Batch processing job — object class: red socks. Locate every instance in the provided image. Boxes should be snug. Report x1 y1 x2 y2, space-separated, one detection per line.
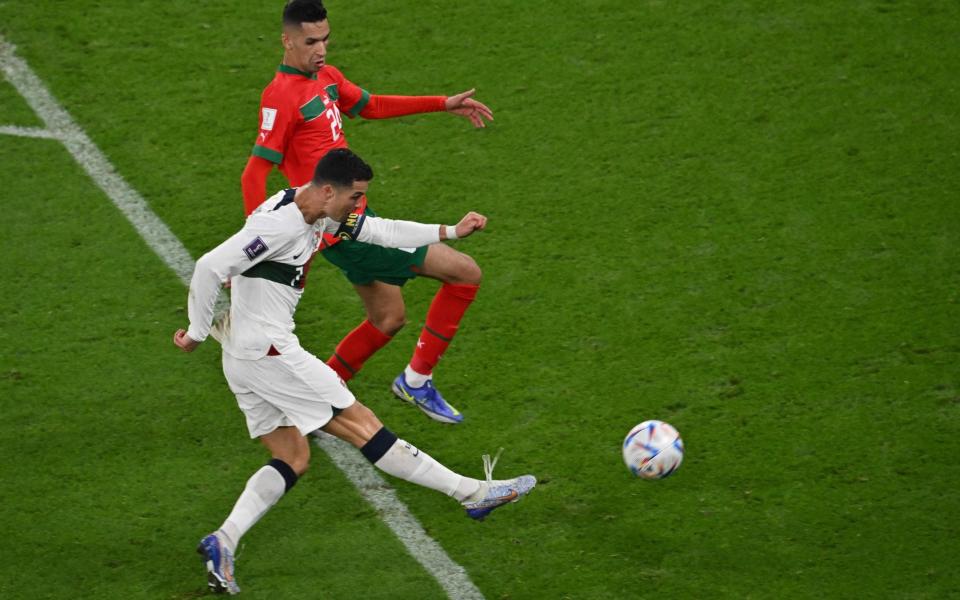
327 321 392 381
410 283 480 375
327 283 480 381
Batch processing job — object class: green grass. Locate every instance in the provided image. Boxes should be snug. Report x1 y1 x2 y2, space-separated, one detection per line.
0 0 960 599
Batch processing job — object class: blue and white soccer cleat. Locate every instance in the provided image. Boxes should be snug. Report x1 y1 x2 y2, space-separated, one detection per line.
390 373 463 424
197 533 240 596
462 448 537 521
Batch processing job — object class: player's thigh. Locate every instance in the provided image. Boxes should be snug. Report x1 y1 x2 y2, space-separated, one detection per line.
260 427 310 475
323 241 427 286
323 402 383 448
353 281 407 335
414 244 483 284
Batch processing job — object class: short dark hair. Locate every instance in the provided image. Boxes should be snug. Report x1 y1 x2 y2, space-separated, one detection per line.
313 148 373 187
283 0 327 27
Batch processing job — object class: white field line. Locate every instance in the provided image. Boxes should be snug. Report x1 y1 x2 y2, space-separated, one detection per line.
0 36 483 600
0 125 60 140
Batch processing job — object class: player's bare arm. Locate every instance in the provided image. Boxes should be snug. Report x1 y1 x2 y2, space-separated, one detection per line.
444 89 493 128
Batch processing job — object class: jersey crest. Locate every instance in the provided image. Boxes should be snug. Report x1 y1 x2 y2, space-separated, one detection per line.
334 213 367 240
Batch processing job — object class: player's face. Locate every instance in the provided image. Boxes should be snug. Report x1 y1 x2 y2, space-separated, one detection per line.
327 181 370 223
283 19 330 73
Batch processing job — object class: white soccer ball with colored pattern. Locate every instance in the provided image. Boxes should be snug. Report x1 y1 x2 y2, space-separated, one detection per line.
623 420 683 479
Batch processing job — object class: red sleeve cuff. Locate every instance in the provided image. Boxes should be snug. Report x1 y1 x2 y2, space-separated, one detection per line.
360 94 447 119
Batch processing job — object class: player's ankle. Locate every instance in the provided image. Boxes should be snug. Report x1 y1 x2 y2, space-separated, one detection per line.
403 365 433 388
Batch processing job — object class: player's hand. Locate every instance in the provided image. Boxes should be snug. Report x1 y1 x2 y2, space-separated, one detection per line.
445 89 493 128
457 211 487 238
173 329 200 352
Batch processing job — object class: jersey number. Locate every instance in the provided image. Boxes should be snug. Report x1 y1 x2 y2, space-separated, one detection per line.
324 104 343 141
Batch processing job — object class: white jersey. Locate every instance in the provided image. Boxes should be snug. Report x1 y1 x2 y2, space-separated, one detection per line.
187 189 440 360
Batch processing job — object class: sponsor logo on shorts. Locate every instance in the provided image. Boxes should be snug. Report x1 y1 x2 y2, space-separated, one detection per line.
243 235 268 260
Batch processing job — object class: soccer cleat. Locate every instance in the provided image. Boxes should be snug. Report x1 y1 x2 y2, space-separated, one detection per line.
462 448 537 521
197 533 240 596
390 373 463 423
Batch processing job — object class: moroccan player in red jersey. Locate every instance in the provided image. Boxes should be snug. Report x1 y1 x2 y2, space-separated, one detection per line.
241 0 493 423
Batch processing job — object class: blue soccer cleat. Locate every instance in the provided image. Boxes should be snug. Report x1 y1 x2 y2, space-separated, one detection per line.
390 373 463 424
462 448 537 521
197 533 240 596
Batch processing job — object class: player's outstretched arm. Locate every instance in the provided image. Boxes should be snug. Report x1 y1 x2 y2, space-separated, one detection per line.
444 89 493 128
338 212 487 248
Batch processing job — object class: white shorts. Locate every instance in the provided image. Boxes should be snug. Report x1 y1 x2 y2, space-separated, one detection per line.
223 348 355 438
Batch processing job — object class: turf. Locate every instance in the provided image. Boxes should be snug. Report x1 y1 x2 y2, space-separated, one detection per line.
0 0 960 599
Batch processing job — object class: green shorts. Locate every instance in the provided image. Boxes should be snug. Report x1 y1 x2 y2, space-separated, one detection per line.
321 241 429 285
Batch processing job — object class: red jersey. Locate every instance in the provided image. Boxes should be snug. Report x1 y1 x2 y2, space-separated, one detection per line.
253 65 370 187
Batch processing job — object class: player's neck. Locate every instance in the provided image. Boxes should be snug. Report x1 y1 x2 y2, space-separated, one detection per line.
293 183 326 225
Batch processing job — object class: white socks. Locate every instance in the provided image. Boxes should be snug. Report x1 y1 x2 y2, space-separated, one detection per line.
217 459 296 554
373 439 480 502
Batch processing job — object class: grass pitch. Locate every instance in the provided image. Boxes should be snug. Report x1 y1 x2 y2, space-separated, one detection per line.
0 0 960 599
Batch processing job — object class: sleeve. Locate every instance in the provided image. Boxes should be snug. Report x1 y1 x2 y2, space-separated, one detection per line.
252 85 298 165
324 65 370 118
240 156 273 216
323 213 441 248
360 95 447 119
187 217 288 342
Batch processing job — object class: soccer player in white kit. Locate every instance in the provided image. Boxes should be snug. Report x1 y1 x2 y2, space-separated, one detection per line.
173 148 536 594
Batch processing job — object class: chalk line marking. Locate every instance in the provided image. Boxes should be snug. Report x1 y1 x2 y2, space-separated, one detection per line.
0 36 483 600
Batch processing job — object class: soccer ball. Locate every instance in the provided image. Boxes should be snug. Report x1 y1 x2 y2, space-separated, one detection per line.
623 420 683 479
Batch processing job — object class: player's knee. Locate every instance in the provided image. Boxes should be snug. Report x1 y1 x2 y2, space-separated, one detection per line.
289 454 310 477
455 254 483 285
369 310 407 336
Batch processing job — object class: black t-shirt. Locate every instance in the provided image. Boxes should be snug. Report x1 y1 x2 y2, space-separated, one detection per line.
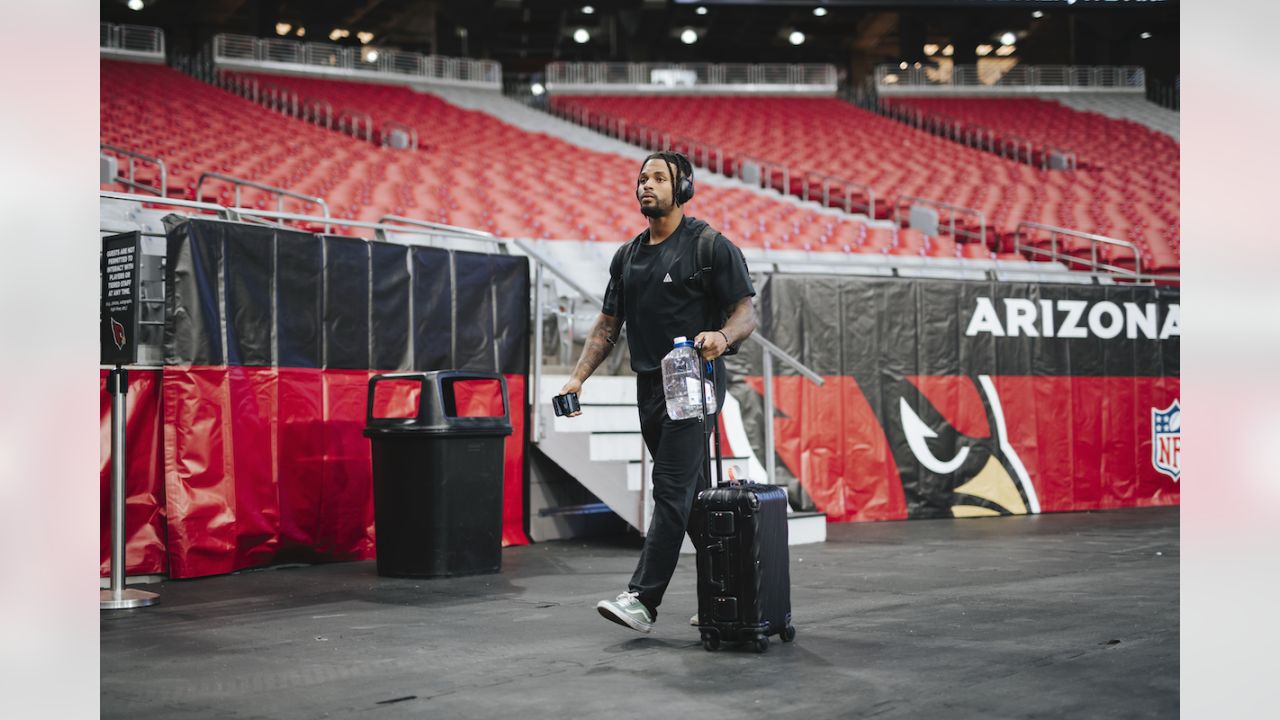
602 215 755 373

(WHAT IS ASKED) Rewrite the records above as a numbered list, starting with the line that contains "Batch processing job — object class: player's neck." and going on through the last line of the records. Skip any blank lines, and leave the pictures out of your answer.

(OUTPUT OF THE TASK)
1. Batch processing job — object class: player's neck. Locate every instance in the provided image. Boxes should be snug. Report x1 y1 x2 y2, space-separated, one detection per line.
2. 293 183 326 225
3. Batch processing job — object class: white socks. Locate every instance in the provided image. Boxes should be snug. Report x1 y1 x2 y2, space-separated, one detection per line.
4. 217 459 296 554
5. 373 439 480 502
6. Batch processing job — object class: grass pitch. Locate every instance in the provided image. Boxes should be snug. Report x1 y1 x2 y2, space-separated, one detection per line.
7. 0 0 960 599
8. Batch processing job — object class: sleeve. Locate every instance in the provided image. Boxes should be snug. Report x1 y1 x2 y2, space-separated, one detection per line.
9. 252 85 298 165
10. 324 65 370 118
11. 240 156 273 216
12. 323 213 441 248
13. 360 95 447 119
14. 187 217 288 342
15. Batch processing job — object class: soccer player in white kit. Locate every instance in the provided image. Boxes should be snug. Report x1 y1 x2 y2, space-separated, one detection per line.
16. 173 148 536 594
17. Batch processing job — object class: chalk line marking. Locate every instance in the provided image. Boxes should be snug. Report x1 y1 x2 y2, space-separated, one detection per line.
18. 0 36 483 600
19. Batch processing job — object class: soccer ball. Locate every instance in the provided image. Boxes should be snug. Report x1 y1 x2 y2, space-separated, one detection per line.
20. 623 420 683 479
21. Batch processing job — object class: player's knee. Locate every instance in the provided image. Boxes should be snug. Report x1 y1 x2 y2, space-separated, one detection per line.
22. 289 454 310 477
23. 455 254 483 285
24. 369 310 407 336
25. Batch processing job — object class: black t-shirt. Locate every instance in the provided image. Boxes should be snug. Report x1 y1 x2 y2, space-separated, one detection per line.
26. 602 215 755 373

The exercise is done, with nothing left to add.